Task statement
Can you rewrite all the records below with every "photo above" changed to "image shown", keeping everything else the same and leaving out the pictures?

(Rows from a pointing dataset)
——
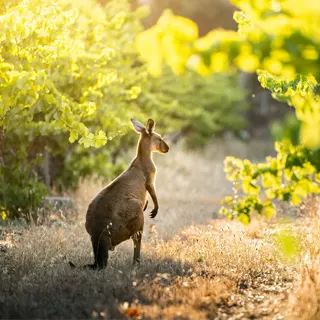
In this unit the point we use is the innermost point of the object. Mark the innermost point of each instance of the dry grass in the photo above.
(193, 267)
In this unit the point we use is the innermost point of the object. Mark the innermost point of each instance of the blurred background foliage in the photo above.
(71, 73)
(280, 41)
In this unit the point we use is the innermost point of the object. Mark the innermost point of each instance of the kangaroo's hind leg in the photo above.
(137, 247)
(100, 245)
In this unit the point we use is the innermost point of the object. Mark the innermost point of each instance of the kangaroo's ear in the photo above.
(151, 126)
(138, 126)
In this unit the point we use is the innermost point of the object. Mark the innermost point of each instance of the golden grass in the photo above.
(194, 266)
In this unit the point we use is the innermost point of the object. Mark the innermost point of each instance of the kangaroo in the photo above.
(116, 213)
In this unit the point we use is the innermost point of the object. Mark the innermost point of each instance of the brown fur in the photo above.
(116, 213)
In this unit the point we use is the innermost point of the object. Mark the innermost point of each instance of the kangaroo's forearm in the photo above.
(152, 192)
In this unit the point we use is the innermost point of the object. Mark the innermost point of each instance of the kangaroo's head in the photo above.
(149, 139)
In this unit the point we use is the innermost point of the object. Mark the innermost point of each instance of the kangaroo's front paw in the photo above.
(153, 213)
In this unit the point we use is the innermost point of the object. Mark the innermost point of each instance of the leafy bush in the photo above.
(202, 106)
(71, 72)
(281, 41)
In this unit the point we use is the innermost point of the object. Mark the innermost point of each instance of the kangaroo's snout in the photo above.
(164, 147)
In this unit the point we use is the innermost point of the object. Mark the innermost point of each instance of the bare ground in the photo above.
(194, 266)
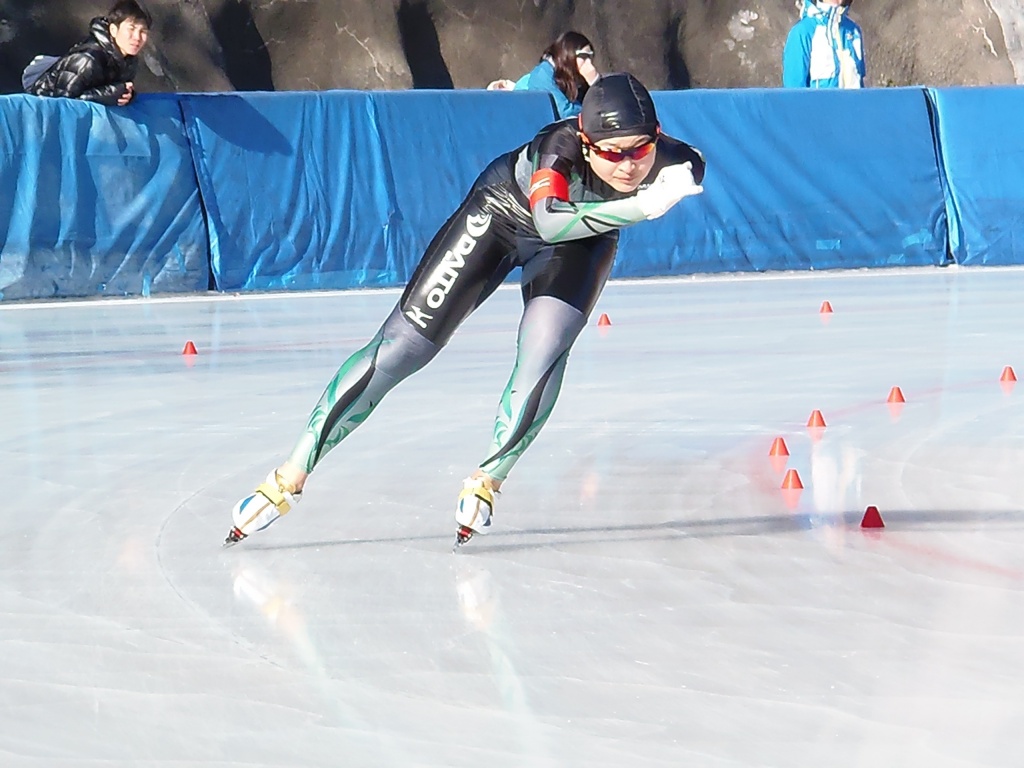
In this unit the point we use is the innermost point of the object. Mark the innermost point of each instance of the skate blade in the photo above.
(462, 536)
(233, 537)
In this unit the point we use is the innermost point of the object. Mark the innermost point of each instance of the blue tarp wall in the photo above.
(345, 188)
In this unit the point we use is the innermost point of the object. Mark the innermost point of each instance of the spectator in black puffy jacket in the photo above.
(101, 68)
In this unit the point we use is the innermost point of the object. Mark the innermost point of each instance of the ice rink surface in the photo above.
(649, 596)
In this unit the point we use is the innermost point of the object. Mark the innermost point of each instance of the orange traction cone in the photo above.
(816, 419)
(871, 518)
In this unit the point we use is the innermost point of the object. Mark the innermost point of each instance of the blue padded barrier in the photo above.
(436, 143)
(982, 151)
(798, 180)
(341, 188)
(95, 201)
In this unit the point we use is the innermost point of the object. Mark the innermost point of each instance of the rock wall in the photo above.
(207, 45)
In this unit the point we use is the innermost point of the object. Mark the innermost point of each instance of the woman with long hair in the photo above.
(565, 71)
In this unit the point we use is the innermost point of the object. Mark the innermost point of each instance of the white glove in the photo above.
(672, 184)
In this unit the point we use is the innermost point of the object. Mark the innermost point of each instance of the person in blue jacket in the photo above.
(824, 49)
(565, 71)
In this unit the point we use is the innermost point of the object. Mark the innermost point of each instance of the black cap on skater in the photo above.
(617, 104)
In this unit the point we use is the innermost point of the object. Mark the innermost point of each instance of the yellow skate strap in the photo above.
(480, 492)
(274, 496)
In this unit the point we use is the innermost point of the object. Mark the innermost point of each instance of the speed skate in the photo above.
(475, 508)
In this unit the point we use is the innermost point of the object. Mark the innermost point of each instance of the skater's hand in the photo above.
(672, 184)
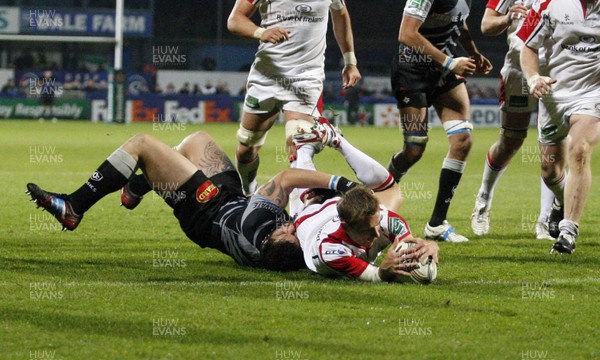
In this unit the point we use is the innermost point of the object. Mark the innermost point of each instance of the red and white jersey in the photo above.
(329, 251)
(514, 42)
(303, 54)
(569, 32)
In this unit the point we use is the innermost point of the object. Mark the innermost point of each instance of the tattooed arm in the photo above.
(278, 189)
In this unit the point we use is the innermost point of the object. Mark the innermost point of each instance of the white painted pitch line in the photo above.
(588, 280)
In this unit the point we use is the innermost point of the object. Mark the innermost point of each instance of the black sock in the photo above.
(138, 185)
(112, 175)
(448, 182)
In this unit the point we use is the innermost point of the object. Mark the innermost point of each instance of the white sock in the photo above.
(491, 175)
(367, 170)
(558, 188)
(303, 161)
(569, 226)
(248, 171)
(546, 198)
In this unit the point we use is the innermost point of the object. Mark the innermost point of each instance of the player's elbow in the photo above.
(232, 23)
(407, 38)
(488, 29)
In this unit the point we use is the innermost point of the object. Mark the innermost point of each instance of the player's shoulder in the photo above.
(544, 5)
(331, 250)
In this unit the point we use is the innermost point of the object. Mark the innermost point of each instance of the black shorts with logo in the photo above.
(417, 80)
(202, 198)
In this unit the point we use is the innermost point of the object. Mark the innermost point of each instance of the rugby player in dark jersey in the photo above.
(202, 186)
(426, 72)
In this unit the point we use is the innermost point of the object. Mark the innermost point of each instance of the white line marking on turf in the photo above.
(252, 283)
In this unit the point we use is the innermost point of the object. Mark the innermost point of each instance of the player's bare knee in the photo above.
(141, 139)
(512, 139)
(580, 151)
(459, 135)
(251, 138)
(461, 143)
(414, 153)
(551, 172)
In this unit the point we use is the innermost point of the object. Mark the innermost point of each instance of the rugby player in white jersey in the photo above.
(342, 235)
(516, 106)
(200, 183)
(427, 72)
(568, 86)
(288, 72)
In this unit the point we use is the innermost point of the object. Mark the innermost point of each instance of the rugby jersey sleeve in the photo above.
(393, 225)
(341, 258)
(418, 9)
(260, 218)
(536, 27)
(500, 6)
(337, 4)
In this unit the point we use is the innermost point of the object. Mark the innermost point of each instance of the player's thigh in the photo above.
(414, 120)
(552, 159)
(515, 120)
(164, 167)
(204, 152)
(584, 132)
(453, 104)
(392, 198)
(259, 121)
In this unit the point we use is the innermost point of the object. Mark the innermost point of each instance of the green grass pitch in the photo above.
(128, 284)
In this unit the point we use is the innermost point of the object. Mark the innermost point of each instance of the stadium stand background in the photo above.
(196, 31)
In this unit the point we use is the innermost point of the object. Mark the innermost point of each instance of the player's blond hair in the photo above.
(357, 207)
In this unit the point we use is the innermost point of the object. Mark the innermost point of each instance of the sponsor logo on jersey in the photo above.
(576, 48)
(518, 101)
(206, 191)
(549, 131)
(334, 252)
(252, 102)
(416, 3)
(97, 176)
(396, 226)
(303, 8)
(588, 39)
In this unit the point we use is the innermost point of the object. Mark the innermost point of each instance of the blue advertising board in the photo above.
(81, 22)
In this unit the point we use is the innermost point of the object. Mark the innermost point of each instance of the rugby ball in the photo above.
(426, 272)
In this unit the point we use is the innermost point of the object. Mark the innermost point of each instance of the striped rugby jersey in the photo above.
——
Full answer
In this unit the point we use is the innermost point of the object. Mark the innermost point of each instance of the dry grass in the image shown.
(193, 267)
In this unit the point we use is the innermost point of the object. Mark the innermost point of each instance of the blurred background foliage in the image shown.
(71, 73)
(280, 41)
In this unit the point we use is the innermost point of the object. Mark the innermost point of each instance of the kangaroo's hind leg in the image shown.
(137, 247)
(100, 245)
In this unit the point we use is the innermost point of the object. Mark the innermost point of each instance of the kangaroo's ear in the image shown.
(151, 126)
(138, 126)
In this unit the point we use is the innermost point of the object. Mark the innermost point of each instance of the golden grass in the image shown.
(194, 266)
In this unit the point we use is the innermost point of the object. Mark the innermost point of each instance of the kangaroo in the image shown.
(116, 213)
In this unit the point we use is the innermost point of the object. Mark the innermost point of each instance of the brown fur in the image shown.
(116, 213)
In this unit the point we use is the innermost point of the object. Mark the innermost point of each instance of the kangaroo's forearm in the image shown.
(152, 192)
In this unit the point we use is the innermost point of the object. Mark the innermost point of each instance of the kangaroo's head in the image shown.
(149, 139)
In this unit the point we use is the innermost point of the object. Mark the innermost point of each instance of the kangaroo's front paw in the image shown.
(153, 213)
In this unit the point we use is the innermost point of the object. Mark the innermost point of each instance of the leafy bush in the image shown.
(202, 106)
(71, 72)
(281, 41)
In this unit the point we use is the innermost point of the object. Mark the innermost point of each instance of the kangaroo's snout in the image shown.
(164, 147)
In this unit the point we use is the innermost point of the object. Mark the innermost point of each instance of the bare ground in the image shown.
(194, 266)
In this unit the point we use is the innermost point of the object. Mark the innermost point of each instance of the skate blade in the image shown.
(462, 536)
(233, 537)
In this unit the point we use is the innermost point of the object. Mark the innermost point of each instance of the blue tarp wall in the image shown.
(345, 188)
In this unit the point we use is the innermost point of the object. Mark the innermost point of each instance of the spectator in black puffy jacket in the image shown.
(101, 68)
In this unit the point we use is the innermost point of the object. Mark the innermost point of each instance of the ice rink surface in the image shown.
(649, 596)
In this unit the point we use is the innermost point of the object. Mark the innermost point of each instance of the orange traction cone in the image shown.
(816, 419)
(871, 518)
In this unit the point we use is the innermost point of the object. Mark the innermost point of each instance of the blue padded barrier in the image shown.
(436, 143)
(982, 151)
(798, 180)
(341, 188)
(95, 201)
In this unit the point we use is the innermost point of the object. Mark the innermost point of each instance of the rock wall in the image shown.
(207, 45)
In this unit the point we use is the innermost point of the object. Mark the innermost point of each instance of the woman with long hair in the image shown.
(565, 71)
In this unit the point we use is the innermost point of the object. Mark the innermost point of each instance of the white glove in the image shown.
(672, 184)
In this unit the point we use is the innermost point of the object. Mark the innermost point of each instance of the person in blue jacket in the image shown.
(824, 49)
(565, 71)
In this unit the point we use is the innermost point of the object. Mark the innermost point of each instance of the black cap on skater in the image shown.
(617, 104)
In this unit the point we use is the innermost point of the object. Mark the innermost point of each instance of the yellow skate strap in the image shown.
(480, 492)
(274, 496)
In this unit the point we use is the innermost point of the object. Mark the innermost point of each instance of the speed skate in the image shown.
(475, 508)
In this unit the point we use is the innermost point of the object. Mark the innermost point of each instance of the skater's hand in the image shown.
(672, 184)
In this unit the point we use is the innermost point of the object. Mark the innermost point of each instance of the red and white jersey in the image shown.
(329, 251)
(514, 42)
(303, 54)
(569, 32)
In this unit the point we use is the innermost point of the object. Mark the innermost point of each instance of the tattooed arm in the image shown.
(278, 189)
In this unit the point we use is the innermost point of the object. Mark the innermost point of each instance of the white painted pitch line in the image shown.
(588, 280)
In this unit the point we use is the innermost point of the object. Mark the innermost point of each instance of the black sock in the image shown.
(138, 185)
(112, 175)
(448, 182)
In this unit the point we use is the innermost point of the object. Mark the innermost point of each instance of the white sock in the image shown.
(491, 175)
(367, 170)
(558, 188)
(303, 161)
(569, 226)
(248, 171)
(546, 198)
In this unit the point we use is the innermost point of the object. Mark the innermost point of each instance of the player's elbow in the image shown.
(232, 23)
(407, 38)
(488, 29)
In this unit the point we use is the innermost point of the object. Mark the innermost point of each instance of the player's shoulder in the image shown.
(544, 5)
(331, 250)
In this unit the point we use is the innermost point of the object. Mark the innermost point of each instance of the black shorts with logo in the image shown.
(417, 80)
(202, 198)
In this unit the point we use is the innermost point of the object. Mark the innermost point of each instance of the rugby player in dark jersey in the image shown.
(202, 186)
(426, 72)
In this unit the point we use is the innermost point of the object. Mark the innermost point of each instance of the white line marking on turf in the image shown.
(252, 283)
In this unit the point we use is the innermost point of the object. Mark the innermost point of each instance of the player's bare knee in the image shown.
(141, 139)
(512, 139)
(580, 151)
(459, 135)
(251, 138)
(461, 143)
(414, 153)
(551, 172)
In this unit the point we use is the innermost point of the object. Mark the innermost point of each instance of the rugby player in white jersey in the image shown.
(342, 235)
(516, 106)
(200, 183)
(427, 72)
(568, 86)
(288, 72)
In this unit the point we use is the innermost point of the object. Mark the innermost point of each instance of the rugby jersey sleeve in the image shown.
(393, 225)
(341, 258)
(418, 9)
(260, 218)
(536, 27)
(500, 6)
(337, 4)
In this unit the point we use is the innermost point of the object. Mark the innermost point of each instance of the player's thigh in the image shown.
(414, 120)
(552, 159)
(515, 120)
(164, 167)
(204, 152)
(584, 132)
(453, 104)
(392, 198)
(259, 121)
In this unit the point we use is the innermost point of the object. Mark the innermost point of each instance of the green grass pitch in the image shown.
(128, 284)
In this unit the point we use is the innermost point of the object. Mark the innermost point of each instance of the stadium stand background in the image shown.
(196, 31)
In this unit the point we use is the innermost point of the object. Mark the innermost point of each instance of the player's blond hair in the image shown.
(357, 207)
In this unit the point we use is the innermost point of the object. Mark the innermost point of each instance of the sponsor logo on jersey in the image shown.
(576, 48)
(518, 101)
(206, 191)
(549, 131)
(334, 252)
(252, 102)
(416, 3)
(97, 176)
(396, 226)
(303, 8)
(588, 39)
In this unit the point we use is the innermost point of the object. Mark the innermost point of each instance of the blue advertising board in the image shown.
(81, 22)
In this unit the point we use is the innermost point of the object. Mark the innermost point of each instance of the rugby ball in the image shown.
(426, 272)
In this unit the point we use is the innermost point of the object. Mark the innermost point of each instance of the striped rugby jersey in the image shown.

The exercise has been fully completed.